Source
Python get random key in a dictionary in O(1)

Question

I need a data structure that supports FAST insertion and deletion of (key, value) pairs, as well as "get random key", which does the same thing as random.choice(dict.keys()) for a dictionary. I've searched on the internet, and most people seem to be satisfied with the random.choice(dict.keys()) approach, despite it being linear time.

I'm aware that implementing this faster is possible:

• I could use a resizing hash table. If I maintain that the ratio of keys to slots is between 1 and 2, then I can just choose random indices until I hit a non-empty slot. I only look at 1 to 2 keys, in expectation.
• I can get these operations in guaranteed worst case O(log n) using an AVL tree, augmenting with rank.

Is there any easy way to get this in Python, though? It seems like there should be!

Answer 1

To get O(1) space you need an array data structure and a dictionary that stores values in the array and their indices.

Then when adding values you simply push them onto your array and dictionary with its index in the array.

Then you have acces randomly since you are using array data structure.

When removing values you look at the index of the value you want to remove in the dictionary. Then replace that value in the array with the last value in the array (make sure it is not the last element already) and pop() the last value in the array. After that you update the key of the replaced value (last value in array) in the dictionary with the deleted value index. Finally you delete the key and value of the value you want to remove since it doesnt make sense it to be on the dictionary.

class RandomizedSet:

    def __init__(self):
        self.container = []
        self.indices = {}
       
        
    def insert(self, val: int) -> bool:
        if val in self.indices:
            return False
        
        self.indices[val] = len(self.container)
        self.container.append(val)
        return True

    def remove(self, val: int) -> bool:
        if val not in self.indices:
            return False
        
        idxOfValueToRemove = self.indices[val]
        lastValue = self.container[-1]
        
        if idxOfValueToRemove < len(self.container)-1:
            self.container[idxOfValueToRemove] = lastValue
            self.indices[lastValue] = idxOfValueToRemove
    
        self.container.pop()
        
        del self.indices[val]
    
        return True
        
        
            

    def getRandom(self) -> int:
         return random.choice(list(self.container))

Answer 2

This may not specifically relevant to the specific use case listed above, but this is the question I get when searching for a way to nicely get a hold of "any" key in a dictionary.

If you don't need a truly random choice, but just need some arbitrary key, here are two simple options I've found:

key = next(iter(d))    # may be a little expensive, but presumably O(1)

Given instruction 1
In the thread on getting a random dictionary key in Python, why does the first answer say its setup gives random access? Reply in one to three sentences.
Given instruction 2
Carry on the thread about getting a random dictionary key in Python, starting right after its last line.
The records after this point come from a separate source.

Information given

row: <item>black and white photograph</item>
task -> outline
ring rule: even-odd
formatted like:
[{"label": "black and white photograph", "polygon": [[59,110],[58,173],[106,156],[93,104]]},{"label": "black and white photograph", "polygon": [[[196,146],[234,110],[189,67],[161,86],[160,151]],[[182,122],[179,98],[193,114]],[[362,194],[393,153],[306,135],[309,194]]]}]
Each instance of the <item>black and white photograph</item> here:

Written answer 1
It gives random access because the values are kept in an array data structure alongside the dictionary. The dictionary stores each value's index in that array.

Written answer 2
The second is really useful only if you're happy to consume the key+value from the dictionary, and due to the mutation(s) will not be as algorithmically efficient:

key, value = d.popitem()     # may not be O(1) especially if next step
if MUST_LEAVE_VALUE:
    d[key] = value

Answer 3

[edit: Completely rewritten, but keeping question here with comments intact.]

Below is the realization of a dictionary wrapper with O(1) get/insert/delete, and O(1) picking of a random element.

The main idea is that we want to have an O(1) but arbitrary map from range(len(mapping)) to the keys. This will let us get random.randrange(len(mapping)), and pass it through the mapping.

This is very difficult to implement until you realize that we can take advantage of the fact that the mapping can be arbitrary. The key idea to achieve a hard bound of O(1) time is this: whenever you delete an element, you swap it with the highest arbitrary-id element, and update any pointers.

class RandomChoiceDict(object):
    def __init__(self):
        self.mapping = {}  # wraps a dictionary
                           # e.g. {'a':'Alice', 'b':'Bob', 'c':'Carrie'}

        # the arbitrary mapping mentioned above
        self.idToKey = {}  # e.g. {0:'a', 1:'c' 2:'b'}, 
                           #      or {0:'b', 1:'a' 2:'c'}, etc.

        self.keyToId = {}  # needed to help delete elements

Get, set, and delete:

    def __getitem__(self, key):  # O(1)
        return self.mapping[key]

    def __setitem__(self, key, value):  # O(1)
        if key in self.mapping:
            self.mapping[key] = value
        else: # new item
            newId = len(self.mapping)

            self.mapping[key] = value

            # add it to the arbitrary bijection
            self.idToKey[newId] = key
            self.keyToId[key] = newId

    def __delitem__(self, key):  # O(1)
        del self.mapping[key]  # O(1) average case
                               # see http://wiki.python.org/moin/TimeComplexity

        emptyId = self.keyToId[key]
        largestId = len(self.mapping)  # about to be deleted
        largestIdKey = self.idToKey[largestId]  # going to store this in empty Id

        # swap deleted element with highest-id element in arbitrary map:
        self.idToKey[emptyId] = largestIdKey
        self.keyToId[largestIdKey] = emptyId

        del self.keyToId[key]
        del self.idToKey[largestId]

Picking a random (key,element):

    def randomItem(self):  # O(1)
        r = random.randrange(len(self.mapping))
        k = self.idToKey[r]
        return (k, self.mapping[k])

Answer 4

Here is a somewhat convoluted approach:

• Assign an index to each key, storing it with the value in the dictionary.
• Keep an integer representing the next index (let's call this next_index).
• Keep a linked list of removed indices (gaps).
• Keep a dictionary mapping the indices to keys.
• When adding a key, check the use (and remove) the first index in the linked list as the index, or if the list is empty use and increment next_index. Then add the key, value, and index to the dictionary (dictionary[key] = (index, value)) and add the key to the index-to-key dictionary (indexdict[index] = key).
• When removing a key, get the index from the dictionary, remove the key from the dictionary, remove the index from the index-to-key dictionary, and insert the index to the front of the linked list.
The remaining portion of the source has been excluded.